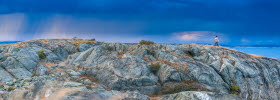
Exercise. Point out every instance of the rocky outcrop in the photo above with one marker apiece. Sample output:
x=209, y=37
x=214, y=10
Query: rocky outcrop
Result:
x=197, y=72
x=194, y=95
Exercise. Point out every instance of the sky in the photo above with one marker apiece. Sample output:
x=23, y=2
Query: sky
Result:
x=236, y=22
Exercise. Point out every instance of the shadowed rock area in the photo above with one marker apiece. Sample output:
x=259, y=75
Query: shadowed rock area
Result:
x=75, y=69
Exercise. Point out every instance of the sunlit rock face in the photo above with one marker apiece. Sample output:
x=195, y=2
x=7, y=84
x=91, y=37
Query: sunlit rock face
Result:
x=93, y=70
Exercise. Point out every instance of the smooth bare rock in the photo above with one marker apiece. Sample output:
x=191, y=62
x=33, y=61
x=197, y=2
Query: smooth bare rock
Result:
x=194, y=95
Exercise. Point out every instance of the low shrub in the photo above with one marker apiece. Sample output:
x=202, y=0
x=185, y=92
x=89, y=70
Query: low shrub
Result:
x=92, y=39
x=155, y=67
x=234, y=89
x=42, y=55
x=109, y=48
x=144, y=42
x=77, y=43
x=151, y=52
x=189, y=53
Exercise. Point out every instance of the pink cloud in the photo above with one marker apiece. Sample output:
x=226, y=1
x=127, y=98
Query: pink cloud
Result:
x=195, y=35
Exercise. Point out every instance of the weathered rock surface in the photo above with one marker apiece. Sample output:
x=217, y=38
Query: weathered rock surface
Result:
x=197, y=72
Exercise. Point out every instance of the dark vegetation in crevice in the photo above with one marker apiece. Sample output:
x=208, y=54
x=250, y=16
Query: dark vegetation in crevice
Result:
x=175, y=87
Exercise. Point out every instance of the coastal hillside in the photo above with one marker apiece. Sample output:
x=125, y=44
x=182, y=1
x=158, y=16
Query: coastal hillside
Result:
x=76, y=69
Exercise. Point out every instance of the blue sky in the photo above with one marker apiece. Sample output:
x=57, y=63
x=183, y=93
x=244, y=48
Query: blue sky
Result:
x=236, y=22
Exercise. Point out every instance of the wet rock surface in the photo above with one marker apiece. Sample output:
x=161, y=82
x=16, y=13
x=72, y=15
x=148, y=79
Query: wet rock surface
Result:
x=82, y=70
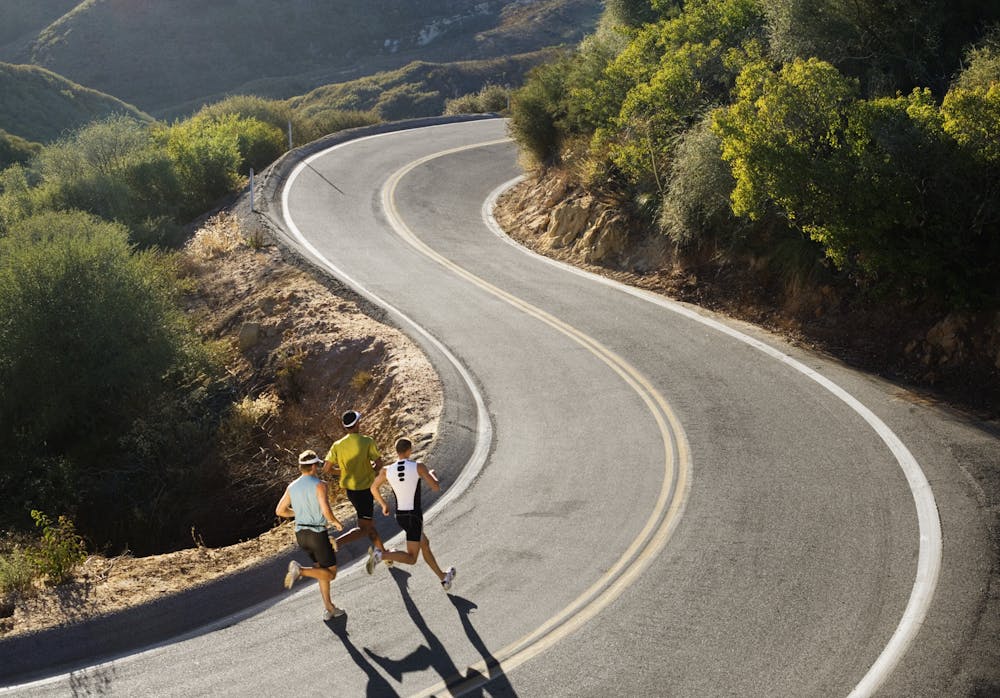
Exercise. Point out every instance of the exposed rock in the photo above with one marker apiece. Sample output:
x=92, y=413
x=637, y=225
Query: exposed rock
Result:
x=567, y=221
x=249, y=336
x=606, y=238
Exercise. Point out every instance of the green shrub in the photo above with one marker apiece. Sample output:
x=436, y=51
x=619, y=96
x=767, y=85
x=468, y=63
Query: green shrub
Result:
x=696, y=205
x=16, y=572
x=105, y=392
x=211, y=156
x=59, y=551
x=489, y=99
x=537, y=110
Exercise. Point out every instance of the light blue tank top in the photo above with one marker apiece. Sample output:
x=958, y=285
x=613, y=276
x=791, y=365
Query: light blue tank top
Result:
x=305, y=504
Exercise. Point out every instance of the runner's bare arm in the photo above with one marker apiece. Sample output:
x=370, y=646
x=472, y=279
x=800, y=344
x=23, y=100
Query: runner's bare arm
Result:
x=380, y=480
x=330, y=467
x=284, y=508
x=324, y=505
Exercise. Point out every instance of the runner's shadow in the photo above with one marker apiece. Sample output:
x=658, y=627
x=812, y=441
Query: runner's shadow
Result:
x=433, y=655
x=498, y=683
x=377, y=685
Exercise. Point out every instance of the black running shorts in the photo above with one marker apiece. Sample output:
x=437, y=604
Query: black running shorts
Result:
x=413, y=523
x=318, y=546
x=364, y=503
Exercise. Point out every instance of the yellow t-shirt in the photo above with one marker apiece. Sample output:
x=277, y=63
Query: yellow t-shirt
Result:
x=354, y=454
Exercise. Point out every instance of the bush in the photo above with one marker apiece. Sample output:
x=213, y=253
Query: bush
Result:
x=101, y=379
x=491, y=98
x=699, y=187
x=537, y=110
x=59, y=550
x=16, y=572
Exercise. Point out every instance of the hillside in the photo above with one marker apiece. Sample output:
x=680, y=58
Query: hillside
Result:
x=22, y=21
x=159, y=55
x=38, y=105
x=15, y=149
x=418, y=89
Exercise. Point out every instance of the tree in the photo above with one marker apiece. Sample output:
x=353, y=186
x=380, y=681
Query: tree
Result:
x=889, y=45
x=92, y=348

- _Work order_
What lines above hold the word "shorts"? Pull each one out.

- _Solution_
Exercise. Point out every instance of the black running shorts in the photo above with one marker apiece. Sample output:
Query: black running shorts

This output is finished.